◆ GIVEN INSTRUCTION 1
Please quote the listing word for word, from the line that contains "Exercise. Locate the black mouse" up to and including the last line of the listing.

◆ DOCUMENT EXTRACT
ITEM 3.  INCORPORATION OF DOCUMENTS BY REFERENCE.

    The following documents filed with the Securities and Exchange Commission
are hereby incorporated by reference:

    (a)  The Annual Report of the Company on Form 10-K for the fiscal year
         ended December 31, 1996.

    (b)  The Quarterly Report of the Company on Form 10-Q for the quarter ended 
         March 31, 1997.

    (c)  The Definitive Proxy Statement dated  April 10, 1997 for the Annual
         Meeting of Shareholders held on May 15, 1997.

    (d)  The description of the Company's Common Stock as set forth under
         DESCRIPTION OF REGISTRANT'S  SECURITIES TO BE REGISTERED in the
         Company's Registration Statement on Form 8-A (File No. 0-25508), filed
         with the Securities and Exchange Commission effective February 7,
         1995, which incorporates by reference the section entitled DESCRIPTION
         OF CAPITAL STOCK in the Company's Registration Statement on Form S-1
         (File No. 33-89164) as filed with the Commission on February 6, 1995,
         including any amendment or report filed for the purpose of updating
         such description.

    All documents subsequently filed by the Company pursuant to Sections 13(a),
13(c), 14 and 15(d) of the Securities Exchange Act of 1934 prior to the
completion or termination of this offering of shares of Common Stock shall be
deemed to be incorporated by reference in this Registration Statement and to be
a part hereof from the date of filing of such documents.

ITEM 4. DESCRIPTION OF SECURITIES.

Not applicable.

ITEM 5. INTERESTS OF NAMED EXPERTS AND COUNSEL.

Not applicable.

ITEM 6. INDEMNIFICATION OF DIRECTORS AND OFFICERS.

    The Company's Articles of Incorporation provide that no director of the
Company may be personally liable to the Company or its shareholders for monetary
damages for breach of fiduciary duty as a director, except as limited by
Minnesota law.  Minnesota law provides that a corporation may not limit a
director's personal liability to the Company or its shareholders for monetary
damages for breach of fiduciary duty  (i) for any breach of the director's duty
of loyalty to the Company or its shareholders; (ii) for acts or omissions not in
good faith or that involve intentional misconduct or a knowing violation of law;
(iii) under section 302A.559 or 80A.23 of the Minnesota Statutes; (iv) for any
transaction from which the director derived any improper personal benefit; or
(v) for any act or omission occurring prior to the effective date of the
indemnification provisions in the Company's Articles of Incorporation.

◆ GIVEN INSTRUCTION 2
According to the document extract, for which fiscal year is the Company's Annual Report on Form 10-K incorporated by reference?

◆ RECORDS FOR THE EXERCISE
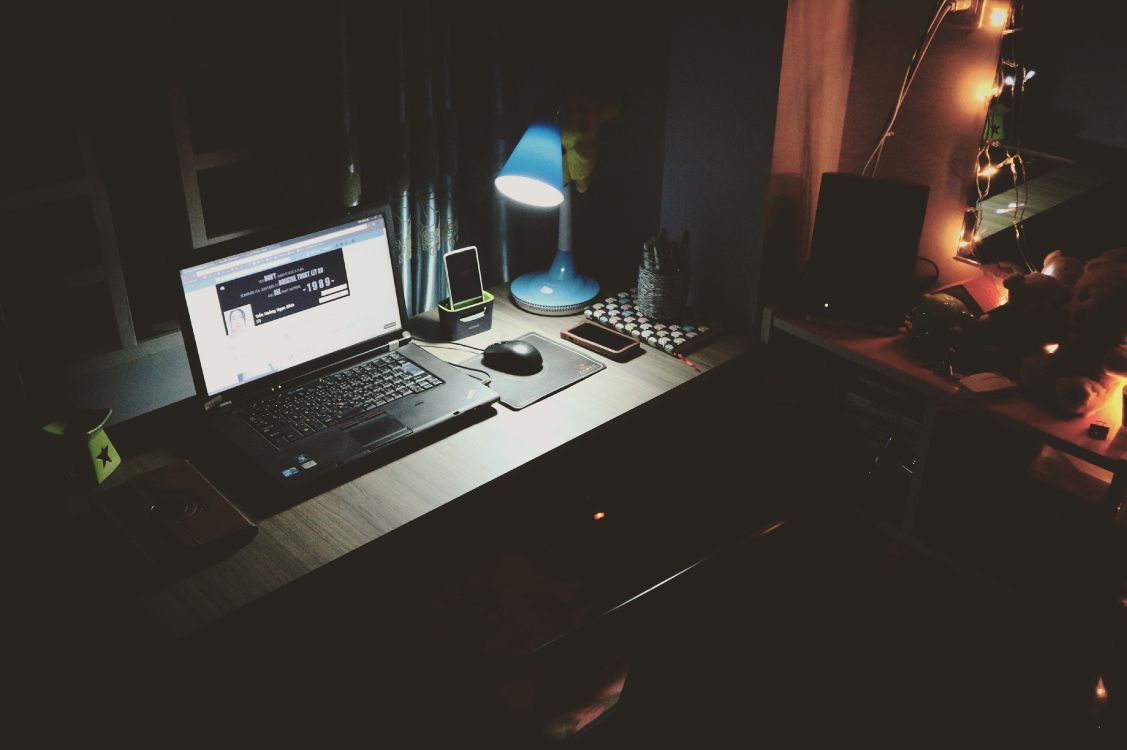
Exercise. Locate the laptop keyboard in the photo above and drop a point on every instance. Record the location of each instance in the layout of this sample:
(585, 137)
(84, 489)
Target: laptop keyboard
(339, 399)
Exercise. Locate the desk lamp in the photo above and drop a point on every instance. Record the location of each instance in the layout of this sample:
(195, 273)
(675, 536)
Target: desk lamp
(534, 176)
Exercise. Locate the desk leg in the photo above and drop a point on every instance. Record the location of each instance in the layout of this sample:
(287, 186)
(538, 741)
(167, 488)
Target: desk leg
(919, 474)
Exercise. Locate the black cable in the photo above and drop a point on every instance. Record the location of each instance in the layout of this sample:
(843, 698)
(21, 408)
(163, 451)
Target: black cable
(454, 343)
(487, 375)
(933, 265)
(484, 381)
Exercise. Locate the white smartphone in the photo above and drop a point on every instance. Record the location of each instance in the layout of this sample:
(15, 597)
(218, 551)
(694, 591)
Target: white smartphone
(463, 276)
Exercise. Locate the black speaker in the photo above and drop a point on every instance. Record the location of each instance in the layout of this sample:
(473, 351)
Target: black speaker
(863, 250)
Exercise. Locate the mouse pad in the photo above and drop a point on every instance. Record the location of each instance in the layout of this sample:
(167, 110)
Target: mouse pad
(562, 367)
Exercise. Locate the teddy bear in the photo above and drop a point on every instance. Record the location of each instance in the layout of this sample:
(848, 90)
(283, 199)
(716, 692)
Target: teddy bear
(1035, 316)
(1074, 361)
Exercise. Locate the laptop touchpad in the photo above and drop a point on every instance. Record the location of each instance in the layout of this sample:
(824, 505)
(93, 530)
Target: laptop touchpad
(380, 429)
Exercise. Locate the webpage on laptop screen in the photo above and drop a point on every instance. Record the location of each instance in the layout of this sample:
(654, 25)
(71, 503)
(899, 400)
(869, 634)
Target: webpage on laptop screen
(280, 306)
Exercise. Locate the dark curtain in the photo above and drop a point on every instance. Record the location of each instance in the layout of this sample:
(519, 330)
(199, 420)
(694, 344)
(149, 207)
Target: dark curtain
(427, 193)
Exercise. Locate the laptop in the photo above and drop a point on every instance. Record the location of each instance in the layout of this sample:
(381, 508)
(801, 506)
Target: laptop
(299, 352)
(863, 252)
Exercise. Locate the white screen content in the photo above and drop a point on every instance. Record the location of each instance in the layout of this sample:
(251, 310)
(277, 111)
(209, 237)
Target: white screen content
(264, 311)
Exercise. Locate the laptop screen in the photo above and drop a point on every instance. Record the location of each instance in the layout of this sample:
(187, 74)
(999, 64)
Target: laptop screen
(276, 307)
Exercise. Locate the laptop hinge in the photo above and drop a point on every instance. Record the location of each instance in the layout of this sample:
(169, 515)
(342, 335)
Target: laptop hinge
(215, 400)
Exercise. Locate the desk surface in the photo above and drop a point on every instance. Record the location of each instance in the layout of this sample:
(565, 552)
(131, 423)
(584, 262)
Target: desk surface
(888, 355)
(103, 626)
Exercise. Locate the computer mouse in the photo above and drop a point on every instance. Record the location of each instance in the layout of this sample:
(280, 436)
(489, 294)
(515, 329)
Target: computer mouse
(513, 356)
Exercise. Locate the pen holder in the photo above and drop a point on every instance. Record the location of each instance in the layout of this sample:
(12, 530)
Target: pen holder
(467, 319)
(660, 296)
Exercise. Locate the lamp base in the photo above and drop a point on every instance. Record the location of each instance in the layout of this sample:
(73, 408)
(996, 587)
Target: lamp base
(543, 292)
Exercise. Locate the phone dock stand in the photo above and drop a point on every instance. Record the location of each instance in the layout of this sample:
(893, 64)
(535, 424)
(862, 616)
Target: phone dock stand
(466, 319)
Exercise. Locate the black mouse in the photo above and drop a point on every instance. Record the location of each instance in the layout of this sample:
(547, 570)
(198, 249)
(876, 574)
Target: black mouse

◆ WORKED SOLUTION 1
Exercise. Locate the black mouse in the photo above and drop a point on every instance. Record the location of each instance in the layout of this sample:
(547, 570)
(198, 249)
(876, 574)
Target: black mouse

◆ WORKED SOLUTION 2
The fiscal year ended December 31, 1996.